TESTO DA LEGGERE

La fitta simbologia de La Cupa carica lo spazio di un misticismo che è insieme sacralità e paganesimo, magia e superstizione: la croce/totem con al centro una pietra di tufo, l’enorme tronco a metà tra un crocifisso e una fenice che cala dall’alto, le piume di piccioni sacrificati, il sangue, il bastone di Innocenzo che pare uscito direttamente dalle pagine del Vecchio Testamento. Tutto, indistintamente, parla di sacrificio, di passione e pena.
Sì, tutto è male nella Cupa. Borrelli è riuscito a costruire un universo scenico nel quale ogni dettaglio ruota coerentemente attorno al peccato o all’innocenza violata, in cui tutti sono vittime senza scampo e allo stesso tempo carnefici. In cui tutto è volto al male e persino le eccezionali atmosfere sonore e musicali di Antonio Della Ragione sembrano venire fuori dalla volontà di un Demiurgo che ha votato al male la sua umanità. Maria, Innocenzo e gli animali: gli unici a restare puri. Maria forse proprio grazie alla sua cecità – in un originale recupero dell’immaginario classico ruotante intorno alle figure dei ciechi come esseri privilegiati –; Innocenzo, segnato dalla violenza ma poi allontanatosi dalla Cupa; gli animali, incapaci di malvagità, numi tutelari dei loro padroni. Puri ma non salvi perché avviluppati dalle tenebre malefiche della cava.

Ma cosa accade assistendo a tutto questo? Un’epifania: forse la stessa di chi ebbe il privilegio di assistere a Rythm 0 di Marina Abramović, di chi vide per la prima volta La classe morta di Kantor o Café Müller di Pina Bausch; di chi ascoltò per la prima volta l’Overture del Tristan und Isolde di Wagner o il coro della Nona di Beethoven; di chi sentì per la prima volta dell’accecamento di Edipo o dell’infanticidio di Medea. La Cupa sconvolge e non solo per l’eccellenza del cast, per la potenza della scena, l’espressionismo della lingua, la pura bellezza della musica. La Cupa sconvolge perché sembra voler essere tutto: Shakespeare e il suo modo di intrecciare tragedia e commedia, la tragedia greca che vive delle colpe tramandate tra generazioni e delle catene di agnizioni che le svelano; un’opera in musica. Vuole essere una modernissima Commedia dell’Arte assieme alla più sacra delle Passioni; un crime, un giallo – e del resto è Edipo re il primo giallo della storia –, un saggio di antropologia e un documentario sulle dinamiche della malavita; performing art, poesia, prosa.

ESERCIZI DA SVOLGERE
1. Stabilisci se ciascuna affermazione concorda con il testo su La Cupa riportato sopra, rispondendo sì o no e citando le parole del testo che lo dimostrano: (a) le atmosfere sonore e musicali dello spettacolo sono di Antonio Della Ragione; (b) Maria, Innocenzo e gli animali sono puri e salvi; (c) Innocenzo resta nella Cupa.
2. Prosegui il testo su La Cupa riportato sopra, ripartendo dopo la sua ultima frase.

MATERIALE FORNITO
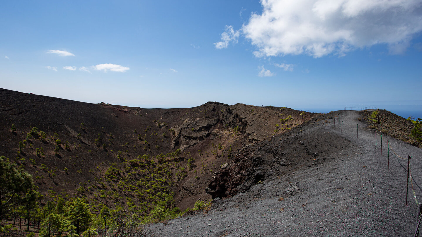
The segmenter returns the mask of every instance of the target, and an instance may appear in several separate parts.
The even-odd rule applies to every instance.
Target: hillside
[[[0,155],[32,175],[45,201],[87,197],[94,209],[118,202],[146,214],[169,195],[182,210],[209,199],[213,174],[243,147],[318,115],[217,102],[144,109],[4,89],[0,108]]]
[[[399,123],[389,134],[407,124],[383,114]],[[246,146],[214,176],[210,210],[146,228],[162,237],[413,236],[422,149],[384,135],[381,154],[367,116],[321,115]],[[407,161],[387,151],[387,140],[398,155],[412,156],[407,205]]]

ELENCO DELLE RISPOSTE
1.
(a) Sì: «le eccezionali atmosfere sonore e musicali di Antonio Della Ragione».
(b) No: «Puri ma non salvi perché avviluppati dalle tenebre malefiche della cava».
(c) No: «Innocenzo, segnato dalla violenza ma poi allontanatosi dalla Cupa».

2.
La Cupa stravolge perché è tutto questo, ma in un modo soltanto suo che tiene insieme in equilibrio il terribile e il poetico, il volgare e l’aulico, ciò che sembra catapultarsi sulla scena dalla notte dei tempi e gli echi di una sconvolgente modernità.
Tutto nel segno del male, dell’oscurità, dell’oblio delle coscienze. Eppure con l’inesprimibile bellezza di un rito che non vuole conoscere e certamente non conoscerà tempo.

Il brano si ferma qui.